Rewrite the rows from the start through the line containing "left=100, top=320, right=151, bottom=342", requests included. Multiply each bounding box coordinate in the answers by 1.5 and round to whole numbers, with halves going up, but leave the numbers in the requests and their sample format as they are.

─── Data lines

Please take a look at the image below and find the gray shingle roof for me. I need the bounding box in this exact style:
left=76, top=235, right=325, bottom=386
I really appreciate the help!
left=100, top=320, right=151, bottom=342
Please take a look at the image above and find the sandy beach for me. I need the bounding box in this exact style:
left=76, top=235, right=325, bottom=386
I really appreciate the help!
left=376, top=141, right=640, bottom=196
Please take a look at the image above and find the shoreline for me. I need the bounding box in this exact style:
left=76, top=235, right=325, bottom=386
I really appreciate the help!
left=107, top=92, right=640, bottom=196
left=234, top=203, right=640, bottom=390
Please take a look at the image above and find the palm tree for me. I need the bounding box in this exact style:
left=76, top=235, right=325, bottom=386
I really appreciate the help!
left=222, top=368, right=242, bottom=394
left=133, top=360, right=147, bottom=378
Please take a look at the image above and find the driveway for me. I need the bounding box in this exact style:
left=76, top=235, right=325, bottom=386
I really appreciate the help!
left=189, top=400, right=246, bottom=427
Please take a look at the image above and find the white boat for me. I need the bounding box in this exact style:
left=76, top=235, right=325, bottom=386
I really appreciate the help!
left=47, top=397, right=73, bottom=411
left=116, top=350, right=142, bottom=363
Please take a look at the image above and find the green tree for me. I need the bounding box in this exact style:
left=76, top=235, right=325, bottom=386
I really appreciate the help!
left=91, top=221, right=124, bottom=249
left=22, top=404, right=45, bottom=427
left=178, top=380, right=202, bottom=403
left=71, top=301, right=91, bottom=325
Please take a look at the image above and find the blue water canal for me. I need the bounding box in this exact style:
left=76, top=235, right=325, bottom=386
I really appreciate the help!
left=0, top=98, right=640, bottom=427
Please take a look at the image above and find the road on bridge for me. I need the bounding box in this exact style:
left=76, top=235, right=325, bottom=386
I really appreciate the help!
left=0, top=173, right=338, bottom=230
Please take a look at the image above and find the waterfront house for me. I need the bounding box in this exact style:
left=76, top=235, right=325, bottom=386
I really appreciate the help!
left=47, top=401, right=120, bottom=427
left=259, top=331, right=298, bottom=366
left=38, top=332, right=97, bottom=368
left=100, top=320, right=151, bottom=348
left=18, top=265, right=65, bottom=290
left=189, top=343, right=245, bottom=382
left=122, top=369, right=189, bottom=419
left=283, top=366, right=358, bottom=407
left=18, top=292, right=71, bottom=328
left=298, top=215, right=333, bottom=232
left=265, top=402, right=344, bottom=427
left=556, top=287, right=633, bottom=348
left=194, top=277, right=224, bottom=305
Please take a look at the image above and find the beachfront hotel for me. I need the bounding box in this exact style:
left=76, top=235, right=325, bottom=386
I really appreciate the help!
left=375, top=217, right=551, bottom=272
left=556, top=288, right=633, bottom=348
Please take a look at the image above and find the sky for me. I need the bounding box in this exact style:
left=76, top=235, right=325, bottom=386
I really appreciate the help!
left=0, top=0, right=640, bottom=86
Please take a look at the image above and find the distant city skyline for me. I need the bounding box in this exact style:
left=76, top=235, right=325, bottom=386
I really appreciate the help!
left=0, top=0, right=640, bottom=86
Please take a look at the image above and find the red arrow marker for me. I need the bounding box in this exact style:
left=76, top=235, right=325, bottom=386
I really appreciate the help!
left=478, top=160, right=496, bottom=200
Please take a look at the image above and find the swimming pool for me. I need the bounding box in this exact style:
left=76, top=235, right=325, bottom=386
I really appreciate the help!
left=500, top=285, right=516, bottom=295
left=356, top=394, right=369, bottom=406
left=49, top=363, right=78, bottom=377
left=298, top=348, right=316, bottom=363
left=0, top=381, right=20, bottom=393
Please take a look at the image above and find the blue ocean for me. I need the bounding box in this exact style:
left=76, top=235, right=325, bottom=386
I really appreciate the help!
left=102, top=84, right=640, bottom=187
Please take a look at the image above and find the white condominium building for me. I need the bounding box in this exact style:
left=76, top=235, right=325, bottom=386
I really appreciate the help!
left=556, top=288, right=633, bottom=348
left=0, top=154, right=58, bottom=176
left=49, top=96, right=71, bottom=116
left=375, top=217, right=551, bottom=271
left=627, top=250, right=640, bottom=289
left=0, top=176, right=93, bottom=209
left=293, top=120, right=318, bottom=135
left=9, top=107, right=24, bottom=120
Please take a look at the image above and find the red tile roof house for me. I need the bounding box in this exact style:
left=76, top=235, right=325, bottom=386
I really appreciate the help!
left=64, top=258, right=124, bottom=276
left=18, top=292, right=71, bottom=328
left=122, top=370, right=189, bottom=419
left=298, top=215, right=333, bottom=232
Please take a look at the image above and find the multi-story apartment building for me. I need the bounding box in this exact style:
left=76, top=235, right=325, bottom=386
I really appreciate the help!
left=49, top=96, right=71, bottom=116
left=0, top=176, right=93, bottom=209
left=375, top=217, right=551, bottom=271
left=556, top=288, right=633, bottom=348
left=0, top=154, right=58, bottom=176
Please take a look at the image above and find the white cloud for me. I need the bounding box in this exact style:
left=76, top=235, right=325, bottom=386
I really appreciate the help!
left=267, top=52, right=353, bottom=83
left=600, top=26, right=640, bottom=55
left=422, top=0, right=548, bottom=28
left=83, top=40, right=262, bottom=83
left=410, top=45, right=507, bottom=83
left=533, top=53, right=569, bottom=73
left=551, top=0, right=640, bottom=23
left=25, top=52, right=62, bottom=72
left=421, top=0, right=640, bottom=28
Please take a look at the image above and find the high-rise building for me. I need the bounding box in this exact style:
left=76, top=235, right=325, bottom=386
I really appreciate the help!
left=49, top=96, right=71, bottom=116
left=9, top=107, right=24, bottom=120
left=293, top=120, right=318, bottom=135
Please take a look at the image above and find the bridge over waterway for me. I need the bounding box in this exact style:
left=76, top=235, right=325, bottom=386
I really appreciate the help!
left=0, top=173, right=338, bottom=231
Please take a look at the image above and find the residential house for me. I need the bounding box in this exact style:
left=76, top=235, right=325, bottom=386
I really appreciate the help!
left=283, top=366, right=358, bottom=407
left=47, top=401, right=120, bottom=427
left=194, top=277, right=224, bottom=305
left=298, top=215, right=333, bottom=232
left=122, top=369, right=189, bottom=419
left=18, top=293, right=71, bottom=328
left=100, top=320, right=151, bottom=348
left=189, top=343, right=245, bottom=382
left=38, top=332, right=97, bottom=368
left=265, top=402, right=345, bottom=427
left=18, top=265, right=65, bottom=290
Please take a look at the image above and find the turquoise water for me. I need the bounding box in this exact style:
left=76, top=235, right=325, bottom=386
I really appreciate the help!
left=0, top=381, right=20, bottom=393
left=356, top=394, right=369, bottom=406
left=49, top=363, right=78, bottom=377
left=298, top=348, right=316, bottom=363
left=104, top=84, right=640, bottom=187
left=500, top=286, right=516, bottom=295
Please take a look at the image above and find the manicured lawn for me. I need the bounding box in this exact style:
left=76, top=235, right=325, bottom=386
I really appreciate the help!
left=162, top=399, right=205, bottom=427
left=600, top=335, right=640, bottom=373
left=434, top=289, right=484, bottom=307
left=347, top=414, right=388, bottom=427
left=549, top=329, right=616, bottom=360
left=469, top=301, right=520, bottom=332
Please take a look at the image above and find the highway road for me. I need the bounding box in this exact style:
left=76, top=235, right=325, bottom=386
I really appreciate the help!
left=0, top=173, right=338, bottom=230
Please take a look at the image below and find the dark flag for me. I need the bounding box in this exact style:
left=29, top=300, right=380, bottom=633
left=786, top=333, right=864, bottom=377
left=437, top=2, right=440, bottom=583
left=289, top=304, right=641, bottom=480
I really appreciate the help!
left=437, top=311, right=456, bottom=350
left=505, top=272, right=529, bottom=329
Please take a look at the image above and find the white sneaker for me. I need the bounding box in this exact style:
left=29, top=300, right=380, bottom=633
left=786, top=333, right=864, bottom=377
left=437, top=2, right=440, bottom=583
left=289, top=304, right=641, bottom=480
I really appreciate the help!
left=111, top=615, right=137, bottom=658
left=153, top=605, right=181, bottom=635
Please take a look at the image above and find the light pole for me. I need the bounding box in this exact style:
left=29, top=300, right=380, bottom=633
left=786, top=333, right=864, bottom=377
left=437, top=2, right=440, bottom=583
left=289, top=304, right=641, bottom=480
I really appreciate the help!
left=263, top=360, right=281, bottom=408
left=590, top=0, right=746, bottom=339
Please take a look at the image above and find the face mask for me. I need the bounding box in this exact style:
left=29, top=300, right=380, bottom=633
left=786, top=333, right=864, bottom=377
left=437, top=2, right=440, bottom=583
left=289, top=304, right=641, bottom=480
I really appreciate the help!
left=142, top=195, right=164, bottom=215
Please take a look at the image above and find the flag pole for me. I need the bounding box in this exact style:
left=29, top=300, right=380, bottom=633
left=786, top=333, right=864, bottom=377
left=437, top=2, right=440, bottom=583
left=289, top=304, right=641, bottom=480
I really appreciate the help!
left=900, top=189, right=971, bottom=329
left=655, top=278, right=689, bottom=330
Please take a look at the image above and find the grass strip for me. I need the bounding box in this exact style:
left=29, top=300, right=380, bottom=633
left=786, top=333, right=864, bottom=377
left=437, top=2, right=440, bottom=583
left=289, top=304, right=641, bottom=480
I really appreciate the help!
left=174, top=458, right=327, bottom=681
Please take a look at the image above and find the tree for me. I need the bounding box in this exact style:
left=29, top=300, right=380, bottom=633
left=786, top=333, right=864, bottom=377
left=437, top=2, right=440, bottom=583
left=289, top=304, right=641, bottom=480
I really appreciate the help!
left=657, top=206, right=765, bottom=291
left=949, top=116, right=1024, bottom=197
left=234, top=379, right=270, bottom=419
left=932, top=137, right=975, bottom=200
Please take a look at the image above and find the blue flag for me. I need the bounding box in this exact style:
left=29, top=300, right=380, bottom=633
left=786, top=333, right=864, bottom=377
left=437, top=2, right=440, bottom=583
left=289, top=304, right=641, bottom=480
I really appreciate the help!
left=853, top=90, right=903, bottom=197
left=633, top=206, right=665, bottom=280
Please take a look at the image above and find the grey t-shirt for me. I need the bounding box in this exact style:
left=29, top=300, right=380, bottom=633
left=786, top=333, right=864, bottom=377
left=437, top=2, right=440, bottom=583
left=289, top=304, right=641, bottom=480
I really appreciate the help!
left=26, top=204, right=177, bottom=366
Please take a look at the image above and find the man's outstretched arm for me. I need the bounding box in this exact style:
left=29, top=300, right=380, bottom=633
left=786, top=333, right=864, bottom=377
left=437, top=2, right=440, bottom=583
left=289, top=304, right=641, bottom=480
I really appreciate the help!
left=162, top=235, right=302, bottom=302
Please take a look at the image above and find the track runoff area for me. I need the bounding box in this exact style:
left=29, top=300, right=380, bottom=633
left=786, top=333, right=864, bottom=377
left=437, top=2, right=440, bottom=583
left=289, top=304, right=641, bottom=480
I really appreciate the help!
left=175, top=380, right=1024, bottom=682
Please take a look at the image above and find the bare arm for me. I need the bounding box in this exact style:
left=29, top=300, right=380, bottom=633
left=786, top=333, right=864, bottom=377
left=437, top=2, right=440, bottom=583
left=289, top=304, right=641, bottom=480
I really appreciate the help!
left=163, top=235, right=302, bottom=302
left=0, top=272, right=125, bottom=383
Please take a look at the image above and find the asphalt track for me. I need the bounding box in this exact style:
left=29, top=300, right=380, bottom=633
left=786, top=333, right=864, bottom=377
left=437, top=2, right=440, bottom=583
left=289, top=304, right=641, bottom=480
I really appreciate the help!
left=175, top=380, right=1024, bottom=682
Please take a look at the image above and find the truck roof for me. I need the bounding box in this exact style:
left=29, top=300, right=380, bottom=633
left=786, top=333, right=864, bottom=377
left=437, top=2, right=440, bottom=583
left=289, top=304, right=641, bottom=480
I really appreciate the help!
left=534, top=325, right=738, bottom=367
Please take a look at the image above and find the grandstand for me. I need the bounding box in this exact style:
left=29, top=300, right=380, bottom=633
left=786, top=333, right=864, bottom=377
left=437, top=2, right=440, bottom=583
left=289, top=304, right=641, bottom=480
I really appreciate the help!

──────

Response to the exercise:
Please take a look at the image below and find the gray shingle roof for me. I need the bounding box in this exact style:
left=76, top=235, right=325, bottom=386
I really appreciate the help!
left=150, top=480, right=227, bottom=513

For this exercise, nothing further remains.